Task description:
Recast the lines below, from the line containing "The response SHOULD carry one point per instance of the terraced" up to and including the last line of the entries, as a JSON list of strings with one string per line and blank lines omitted.

Stored records:

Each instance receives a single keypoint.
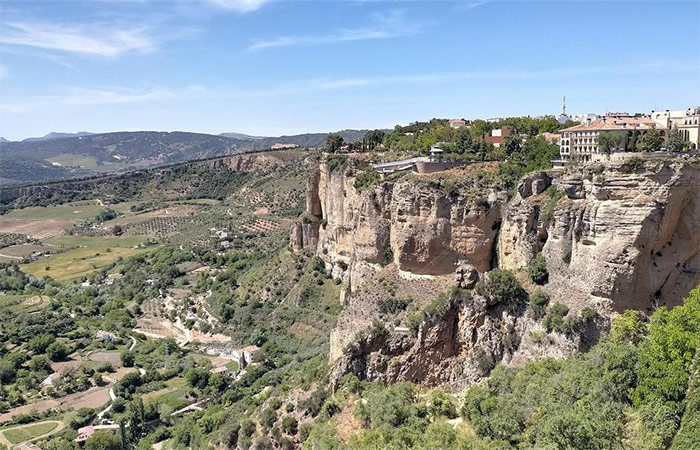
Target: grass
(68, 211)
(24, 434)
(73, 160)
(19, 304)
(89, 254)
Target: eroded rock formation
(615, 237)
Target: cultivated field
(72, 160)
(18, 304)
(24, 433)
(88, 254)
(75, 211)
(39, 229)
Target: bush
(501, 286)
(57, 351)
(368, 178)
(538, 303)
(538, 270)
(633, 164)
(554, 319)
(290, 425)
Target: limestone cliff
(629, 239)
(615, 237)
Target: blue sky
(281, 67)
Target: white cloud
(385, 26)
(99, 96)
(239, 5)
(101, 39)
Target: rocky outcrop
(615, 237)
(412, 222)
(630, 239)
(456, 347)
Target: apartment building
(580, 142)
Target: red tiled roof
(615, 123)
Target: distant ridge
(55, 135)
(242, 136)
(59, 156)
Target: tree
(102, 440)
(675, 141)
(373, 138)
(57, 351)
(650, 141)
(39, 343)
(513, 144)
(501, 286)
(609, 142)
(538, 270)
(127, 358)
(464, 140)
(334, 142)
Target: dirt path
(3, 441)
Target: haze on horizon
(285, 67)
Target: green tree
(102, 440)
(39, 343)
(463, 140)
(501, 286)
(666, 357)
(650, 141)
(127, 358)
(334, 142)
(538, 269)
(675, 140)
(373, 138)
(57, 351)
(513, 144)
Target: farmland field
(70, 211)
(89, 254)
(17, 304)
(73, 160)
(39, 229)
(26, 433)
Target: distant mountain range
(54, 135)
(65, 155)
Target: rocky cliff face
(629, 239)
(412, 222)
(614, 237)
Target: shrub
(366, 179)
(548, 211)
(633, 164)
(538, 270)
(290, 425)
(588, 314)
(441, 404)
(393, 305)
(501, 286)
(554, 319)
(538, 303)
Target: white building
(580, 142)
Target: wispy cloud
(103, 39)
(387, 25)
(71, 96)
(241, 6)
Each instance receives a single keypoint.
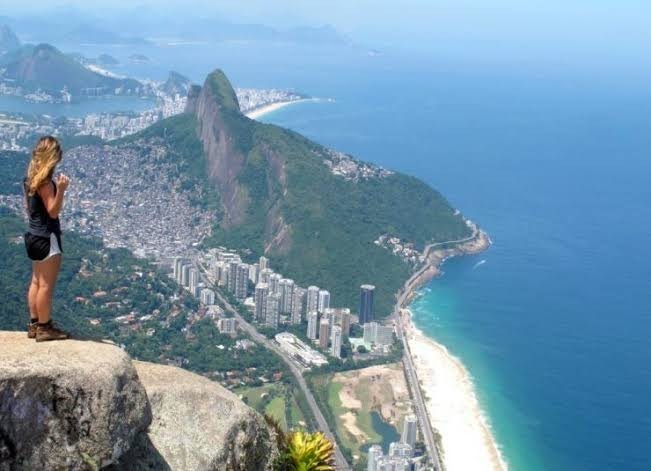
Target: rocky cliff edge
(83, 404)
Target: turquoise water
(554, 161)
(554, 326)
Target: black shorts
(41, 248)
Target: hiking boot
(31, 330)
(45, 332)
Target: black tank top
(40, 222)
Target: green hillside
(316, 227)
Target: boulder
(198, 425)
(68, 404)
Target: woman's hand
(63, 182)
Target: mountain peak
(221, 89)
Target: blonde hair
(45, 157)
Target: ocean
(554, 321)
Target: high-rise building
(297, 305)
(185, 275)
(374, 453)
(366, 313)
(273, 310)
(409, 430)
(241, 281)
(193, 280)
(274, 283)
(231, 280)
(207, 297)
(336, 338)
(324, 300)
(253, 274)
(312, 298)
(221, 273)
(324, 331)
(177, 265)
(260, 300)
(263, 263)
(227, 325)
(340, 317)
(265, 275)
(287, 294)
(312, 319)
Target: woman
(44, 201)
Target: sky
(618, 30)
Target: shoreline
(453, 409)
(260, 111)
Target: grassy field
(366, 406)
(277, 401)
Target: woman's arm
(54, 203)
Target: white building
(312, 319)
(265, 275)
(274, 283)
(324, 333)
(193, 280)
(260, 300)
(253, 274)
(377, 334)
(299, 351)
(231, 279)
(297, 305)
(272, 316)
(263, 263)
(336, 338)
(287, 295)
(227, 325)
(312, 299)
(324, 300)
(241, 281)
(207, 297)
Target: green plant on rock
(310, 452)
(302, 451)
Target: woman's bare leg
(46, 273)
(31, 294)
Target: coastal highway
(341, 462)
(410, 370)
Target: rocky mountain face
(314, 211)
(83, 404)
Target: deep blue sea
(554, 162)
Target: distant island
(139, 59)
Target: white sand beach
(452, 405)
(263, 110)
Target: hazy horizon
(612, 32)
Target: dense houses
(15, 131)
(345, 166)
(275, 301)
(131, 197)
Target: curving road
(341, 462)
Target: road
(410, 370)
(341, 462)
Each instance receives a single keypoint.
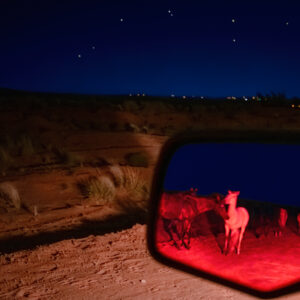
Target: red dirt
(111, 266)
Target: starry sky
(261, 172)
(194, 48)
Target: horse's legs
(186, 232)
(240, 239)
(227, 230)
(170, 227)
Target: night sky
(261, 172)
(192, 48)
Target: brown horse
(179, 209)
(236, 224)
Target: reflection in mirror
(231, 210)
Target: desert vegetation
(64, 151)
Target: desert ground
(76, 172)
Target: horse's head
(219, 205)
(231, 197)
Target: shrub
(117, 175)
(134, 193)
(101, 189)
(9, 196)
(5, 160)
(138, 159)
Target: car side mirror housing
(225, 205)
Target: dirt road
(112, 266)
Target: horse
(298, 222)
(280, 221)
(177, 213)
(235, 225)
(179, 209)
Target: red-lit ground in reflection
(265, 263)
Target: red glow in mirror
(241, 223)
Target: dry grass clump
(134, 192)
(100, 190)
(124, 187)
(6, 160)
(117, 175)
(9, 196)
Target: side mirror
(226, 206)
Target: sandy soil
(73, 249)
(112, 266)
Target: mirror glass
(231, 210)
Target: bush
(9, 196)
(5, 160)
(117, 175)
(134, 193)
(137, 159)
(101, 189)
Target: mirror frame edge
(217, 136)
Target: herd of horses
(178, 210)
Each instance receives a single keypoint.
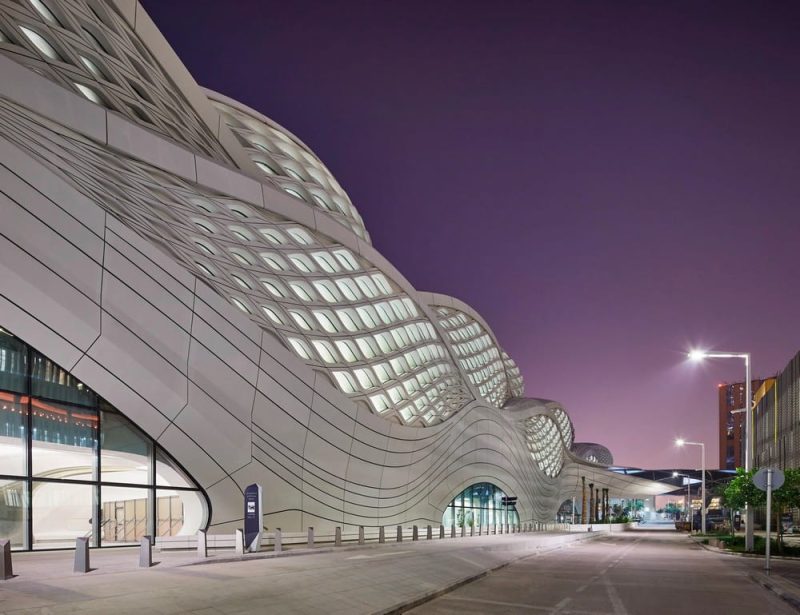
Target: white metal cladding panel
(209, 382)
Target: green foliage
(741, 491)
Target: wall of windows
(480, 505)
(72, 465)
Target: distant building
(777, 420)
(731, 397)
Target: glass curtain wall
(480, 505)
(71, 465)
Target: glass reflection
(13, 512)
(125, 451)
(63, 512)
(70, 433)
(64, 440)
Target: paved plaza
(636, 572)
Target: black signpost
(252, 518)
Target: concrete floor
(638, 572)
(632, 573)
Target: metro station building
(190, 303)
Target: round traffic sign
(760, 478)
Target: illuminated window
(205, 269)
(326, 262)
(92, 68)
(265, 167)
(241, 305)
(326, 321)
(272, 236)
(272, 315)
(274, 261)
(368, 347)
(241, 281)
(204, 247)
(301, 290)
(347, 349)
(89, 93)
(345, 382)
(202, 224)
(300, 236)
(273, 288)
(349, 289)
(325, 350)
(45, 12)
(292, 173)
(302, 262)
(242, 258)
(347, 260)
(41, 43)
(301, 320)
(300, 347)
(325, 289)
(293, 192)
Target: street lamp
(699, 355)
(682, 442)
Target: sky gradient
(608, 184)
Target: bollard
(6, 570)
(145, 552)
(239, 542)
(202, 544)
(81, 555)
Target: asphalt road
(632, 573)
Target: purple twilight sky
(607, 183)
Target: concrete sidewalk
(368, 579)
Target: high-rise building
(776, 418)
(731, 443)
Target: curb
(407, 605)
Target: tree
(741, 491)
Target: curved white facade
(243, 321)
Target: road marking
(613, 596)
(377, 555)
(516, 605)
(560, 606)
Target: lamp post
(699, 355)
(682, 442)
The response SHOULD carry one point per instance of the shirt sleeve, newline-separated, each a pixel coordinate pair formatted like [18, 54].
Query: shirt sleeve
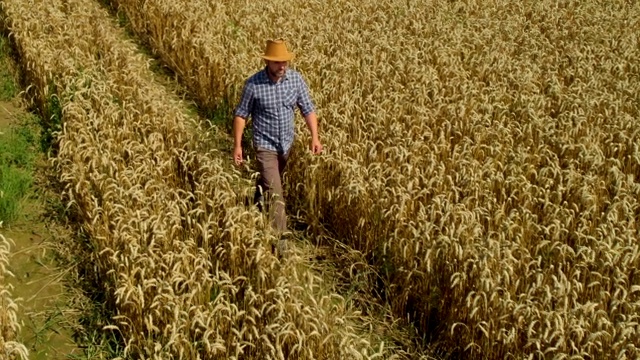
[304, 102]
[245, 106]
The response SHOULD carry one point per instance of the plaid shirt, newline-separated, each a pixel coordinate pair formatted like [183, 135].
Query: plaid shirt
[272, 105]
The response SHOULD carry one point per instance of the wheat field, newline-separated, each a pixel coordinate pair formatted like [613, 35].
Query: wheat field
[186, 268]
[482, 155]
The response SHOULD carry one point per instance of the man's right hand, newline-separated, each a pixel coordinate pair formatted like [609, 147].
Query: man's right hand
[237, 155]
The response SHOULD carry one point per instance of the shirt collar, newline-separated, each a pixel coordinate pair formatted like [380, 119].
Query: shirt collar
[265, 75]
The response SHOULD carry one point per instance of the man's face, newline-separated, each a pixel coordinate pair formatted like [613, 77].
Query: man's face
[277, 68]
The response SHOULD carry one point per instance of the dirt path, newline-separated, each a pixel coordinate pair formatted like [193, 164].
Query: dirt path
[37, 260]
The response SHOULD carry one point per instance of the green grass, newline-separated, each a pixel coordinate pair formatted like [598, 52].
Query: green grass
[8, 88]
[17, 162]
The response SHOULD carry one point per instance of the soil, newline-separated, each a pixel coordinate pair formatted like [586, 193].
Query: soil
[39, 280]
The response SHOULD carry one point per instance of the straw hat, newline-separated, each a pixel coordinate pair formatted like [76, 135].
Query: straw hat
[276, 50]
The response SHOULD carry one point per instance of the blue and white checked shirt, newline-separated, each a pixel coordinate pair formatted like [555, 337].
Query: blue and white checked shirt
[272, 105]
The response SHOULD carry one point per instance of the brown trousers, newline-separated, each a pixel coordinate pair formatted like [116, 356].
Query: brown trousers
[269, 186]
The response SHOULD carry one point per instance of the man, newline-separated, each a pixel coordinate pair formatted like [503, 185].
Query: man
[270, 97]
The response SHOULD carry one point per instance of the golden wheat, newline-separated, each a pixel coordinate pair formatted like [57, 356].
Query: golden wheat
[501, 137]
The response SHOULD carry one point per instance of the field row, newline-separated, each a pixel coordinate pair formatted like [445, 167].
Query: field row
[186, 268]
[9, 323]
[483, 155]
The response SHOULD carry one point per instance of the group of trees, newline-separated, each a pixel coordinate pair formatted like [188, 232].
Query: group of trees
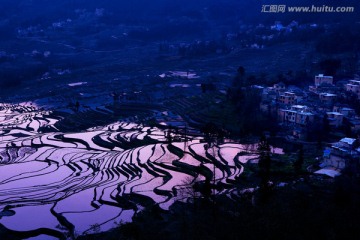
[246, 100]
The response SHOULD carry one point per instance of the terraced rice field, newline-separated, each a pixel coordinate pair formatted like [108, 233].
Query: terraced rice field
[57, 184]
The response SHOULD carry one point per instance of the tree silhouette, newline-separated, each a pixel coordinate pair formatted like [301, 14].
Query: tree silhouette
[264, 162]
[300, 160]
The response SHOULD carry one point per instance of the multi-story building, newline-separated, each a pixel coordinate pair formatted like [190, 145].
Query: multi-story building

Answer to the problem:
[
  "The response SHOULD carry one point per instance of the terraced rice field, newline-separated, each a pixel coordinate pair formatted like [108, 233].",
  "Query: terraced rice field",
  "[57, 184]",
  "The response SHOULD carry one point per instance of the tree silhouette, newline-separated, each a pixel coordinate pair formatted like [301, 14].",
  "Query: tree silhouette",
  "[264, 162]",
  "[300, 160]",
  "The response SHOULD carry one point per instance of the multi-story building, newline-separated, each a pixel coordinate pair formatted like [190, 145].",
  "Query: multi-story building"
]